- _PROBLEM DETAILS_
Where does the string "photo" occur in the entries below? Copy every line where it does.

- _THE DATA_
______
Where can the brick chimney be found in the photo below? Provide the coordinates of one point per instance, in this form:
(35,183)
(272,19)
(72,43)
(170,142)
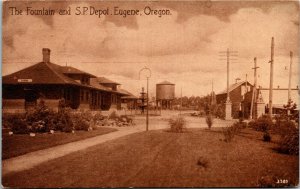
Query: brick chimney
(46,55)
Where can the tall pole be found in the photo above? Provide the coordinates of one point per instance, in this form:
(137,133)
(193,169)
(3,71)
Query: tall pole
(227,53)
(180,101)
(148,76)
(271,79)
(147,118)
(290,76)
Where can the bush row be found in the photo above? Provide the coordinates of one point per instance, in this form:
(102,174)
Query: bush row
(283,126)
(42,119)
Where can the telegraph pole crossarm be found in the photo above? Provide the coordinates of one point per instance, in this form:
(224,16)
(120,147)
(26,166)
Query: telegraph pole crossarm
(271,79)
(148,76)
(253,99)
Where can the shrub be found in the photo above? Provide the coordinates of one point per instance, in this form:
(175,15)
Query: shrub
(82,120)
(8,120)
(289,142)
(209,120)
(230,131)
(63,121)
(263,123)
(19,126)
(177,125)
(266,136)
______
- _WRITTEN ANSWER_
Where can the brick chimney be found in the photo below? Provide the coordinates of one point per instance, in this form:
Where can the tall pole be found in the photo above? Provide the coordinates of one point per instance, in this form:
Where can the bush row be found in the photo above? Provide the coordinates of one point per instance, in this form:
Where can the telegraph pole crossarm be found in the photo above? Provide the coordinates of one point per instance, in this form:
Where can the shrub be found in the photo above? Provide the coordinates of one point per instance, in this form:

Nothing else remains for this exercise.